» **TRECHO**
◆ ◆ ◆ ◆ ◆ ◆ ◆
APELAÇÃO CÍVEL N° 994.04.082547-7 (349.612.4/3-00)

SALTO

APELANTE: URBANO ARAÚJO DE MORAES

APELADA: CONDOMÍNIO RESIDENCIAL HARAS PAINEIRAS

Trata-se de apelação contra sentença (a fls. 123/126) de procedência, em ação sumária relativa à cobrança de contribuições associativas de loteamento fechado. Nas razões de irresignação se sustentando o descabimento do decisum, pelos fundamentos então expendidos (fls. 135/141).

Recebido o apelo a fl. 143 (tempestivo, cf. fls. 123 e 135), a fls. 145/147 veio a ser contra-arrazoado.

É o relatório.

I) Trata-se de cobrança de contribuição associativa incidente sobre unidades integrantes de loteamento fechado administrado pela apelada. Nos autos não se discutindo a legalidade desta, mas apenas o arbitramento do valor a ser pago, discrepante entre o que se entende aplicável à espécie e o efetivamente lançado pela administração do loteamento. Procedência da ação ao fundamento de que os valores cobrados advieram de previsão em Assembléia Geral de observância obrigatória a todos os associados. O que, data vênia, não traduz o melhor entendimento.
◆ ◆ ◆ ◆ ◆ ◆ ◆
» **DADOS FORNECIDOS**
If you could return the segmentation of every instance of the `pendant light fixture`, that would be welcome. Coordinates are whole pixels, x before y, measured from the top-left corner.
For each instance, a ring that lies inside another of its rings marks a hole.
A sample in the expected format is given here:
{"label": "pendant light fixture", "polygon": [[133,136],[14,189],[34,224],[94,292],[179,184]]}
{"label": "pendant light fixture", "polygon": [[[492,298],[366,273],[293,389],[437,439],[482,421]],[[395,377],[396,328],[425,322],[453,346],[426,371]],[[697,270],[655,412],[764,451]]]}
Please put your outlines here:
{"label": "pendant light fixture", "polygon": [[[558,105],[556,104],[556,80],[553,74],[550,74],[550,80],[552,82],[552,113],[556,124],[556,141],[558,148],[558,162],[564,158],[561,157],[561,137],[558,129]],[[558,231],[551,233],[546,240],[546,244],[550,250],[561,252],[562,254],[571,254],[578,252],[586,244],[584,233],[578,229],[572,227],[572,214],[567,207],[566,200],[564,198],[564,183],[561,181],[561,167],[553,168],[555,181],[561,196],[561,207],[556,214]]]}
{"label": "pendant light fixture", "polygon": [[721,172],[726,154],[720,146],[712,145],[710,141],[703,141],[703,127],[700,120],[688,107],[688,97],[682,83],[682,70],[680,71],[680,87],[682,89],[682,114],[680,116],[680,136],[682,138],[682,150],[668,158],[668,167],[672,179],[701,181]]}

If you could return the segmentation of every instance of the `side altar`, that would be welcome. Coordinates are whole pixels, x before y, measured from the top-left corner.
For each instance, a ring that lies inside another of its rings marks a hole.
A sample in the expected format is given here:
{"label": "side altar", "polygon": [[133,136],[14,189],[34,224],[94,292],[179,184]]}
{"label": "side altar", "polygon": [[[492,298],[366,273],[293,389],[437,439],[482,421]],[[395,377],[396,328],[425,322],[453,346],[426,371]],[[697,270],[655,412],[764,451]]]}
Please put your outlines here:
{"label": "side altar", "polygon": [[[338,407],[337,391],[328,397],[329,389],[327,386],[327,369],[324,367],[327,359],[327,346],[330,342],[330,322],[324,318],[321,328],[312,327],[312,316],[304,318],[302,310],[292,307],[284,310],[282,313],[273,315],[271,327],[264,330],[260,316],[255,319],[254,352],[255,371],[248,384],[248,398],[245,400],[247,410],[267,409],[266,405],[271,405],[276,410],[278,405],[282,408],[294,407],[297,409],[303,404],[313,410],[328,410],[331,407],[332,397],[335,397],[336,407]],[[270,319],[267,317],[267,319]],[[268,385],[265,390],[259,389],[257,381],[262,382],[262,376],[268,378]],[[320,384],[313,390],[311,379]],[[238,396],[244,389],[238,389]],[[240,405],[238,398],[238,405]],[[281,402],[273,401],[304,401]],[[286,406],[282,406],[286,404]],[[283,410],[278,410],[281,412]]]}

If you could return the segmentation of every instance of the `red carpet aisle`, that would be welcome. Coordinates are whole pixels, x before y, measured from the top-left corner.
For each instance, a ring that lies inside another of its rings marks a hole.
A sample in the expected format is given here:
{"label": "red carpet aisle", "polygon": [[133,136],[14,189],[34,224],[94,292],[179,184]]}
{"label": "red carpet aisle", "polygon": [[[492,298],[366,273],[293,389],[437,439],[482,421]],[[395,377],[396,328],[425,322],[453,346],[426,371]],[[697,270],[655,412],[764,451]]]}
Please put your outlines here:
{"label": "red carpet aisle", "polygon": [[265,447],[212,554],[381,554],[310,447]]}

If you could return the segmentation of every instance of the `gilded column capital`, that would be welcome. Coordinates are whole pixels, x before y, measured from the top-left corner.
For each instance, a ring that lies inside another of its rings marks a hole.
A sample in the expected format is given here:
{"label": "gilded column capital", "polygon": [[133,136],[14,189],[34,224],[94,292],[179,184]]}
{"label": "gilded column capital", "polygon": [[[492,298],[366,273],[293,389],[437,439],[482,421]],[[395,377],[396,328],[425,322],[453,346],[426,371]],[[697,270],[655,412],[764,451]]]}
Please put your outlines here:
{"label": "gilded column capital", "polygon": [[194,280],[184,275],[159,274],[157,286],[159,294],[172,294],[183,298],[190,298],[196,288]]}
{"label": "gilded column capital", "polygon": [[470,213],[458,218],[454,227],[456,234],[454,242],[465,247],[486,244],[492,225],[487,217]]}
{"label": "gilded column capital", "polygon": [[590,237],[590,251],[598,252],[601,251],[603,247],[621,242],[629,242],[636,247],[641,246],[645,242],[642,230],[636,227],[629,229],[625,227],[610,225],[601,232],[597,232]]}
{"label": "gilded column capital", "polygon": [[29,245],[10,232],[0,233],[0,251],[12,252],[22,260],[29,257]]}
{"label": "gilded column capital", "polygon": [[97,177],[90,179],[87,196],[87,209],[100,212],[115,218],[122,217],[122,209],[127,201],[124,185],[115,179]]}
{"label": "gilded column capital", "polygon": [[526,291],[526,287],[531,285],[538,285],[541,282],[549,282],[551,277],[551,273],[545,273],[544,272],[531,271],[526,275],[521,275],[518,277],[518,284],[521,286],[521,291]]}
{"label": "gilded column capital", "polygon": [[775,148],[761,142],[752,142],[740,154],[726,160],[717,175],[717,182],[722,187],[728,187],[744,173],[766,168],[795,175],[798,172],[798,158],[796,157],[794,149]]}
◆ ◆ ◆ ◆ ◆ ◆ ◆
» **TAREFAS DO EXERCÍCIO**
- a) Troque "sentença" por "decisão" e reproduza o trecho da apelação, tudo desde "APELAÇÃO CÍVEL N°" até "É o relatório.".
- b) Com base no trecho da apelação, indique se cada afirmação está correta, respondendo sim ou não e citando as palavras decisivas do trecho: (i) a sentença recorrida julgou a ação procedente; (ii) nos autos se discute a legalidade da contribuição associativa; (iii) o apelo foi contra-arrazoado a fls. 145/147.
- c) Prossiga a redação do trecho da apelação a partir do ponto em que ele termina.

» **RESPOSTAS EM ORDEM**
- a)
APELAÇÃO CÍVEL N° 994.04.082547-7 (349.612.4/3-00)

SALTO

APELANTE: URBANO ARAÚJO DE MORAES

APELADA: CONDOMÍNIO RESIDENCIAL HARAS PAINEIRAS

Trata-se de apelação contra decisão (a fls. 123/126) de procedência, em ação sumária relativa à cobrança de contribuições associativas de loteamento fechado. Nas razões de irresignação se sustentando o descabimento do decisum, pelos fundamentos então expendidos (fls. 135/141).

Recebido o apelo a fl. 143 (tempestivo, cf. fls. 123 e 135), a fls. 145/147 veio a ser contra-arrazoado.

É o relatório.

- b)
(i) Sim: "sentença (a fls. 123/126) de procedência".
(ii) Não: "Nos autos não se discutindo a legalidade desta".
(iii) Sim: "a fls. 145/147 veio a ser contra-arrazoado".

- c)
II) Em apelo tirado de feito conexo entre as partes, distribuído a este relator (Apel. 177.022-4/2-00, acórdão juntado por cópia às fls. 222/237), foi dado provimento ao recurso do ora apelante, "baixando os autos ao Juízo de origem para prosseguimento, determinados esclarecimentos complementares pela ré, acerca do modo de cálculo empregado".

Não tenho absolutamente nada a modificar, ora me reporto às considerações então expendidas, isto é (fls. 222/237, cits.):

"A extinção do processo há que ser afastada, provido para tanto o apelo. Nos termos em que posicionada a ação, ao contrário do que na sentença se assinalou, a decisão de mérito é perfeitamente possível chegar ao final de seu curso.

1) Sustentou a decisão recorrida que, dizendo a presente ação respeito aos lançamentos do exercício de 1999 (fls. 4 in fine e 7), estes teriam sido objeto de aprovação na assembléia geral cuja ata vem a fls. 61/64 (trazida também a fls. 149-A e 149-B); daí porque nem haveria o que discutir: prevaleceria a vontade dos condôminos, a validade da assembléia é que deveria ter sido questionada, ao estabelecer o montante de cada quota condominial.

Fazendo um parênteses, ninguém discute que, como assinalado pelo decisório recorrido (a fl. 178), à assembléia em questão os autores estiveram presentes, em nenhum momento impugnaram as deliberações havidas. Mas o problema não é esse.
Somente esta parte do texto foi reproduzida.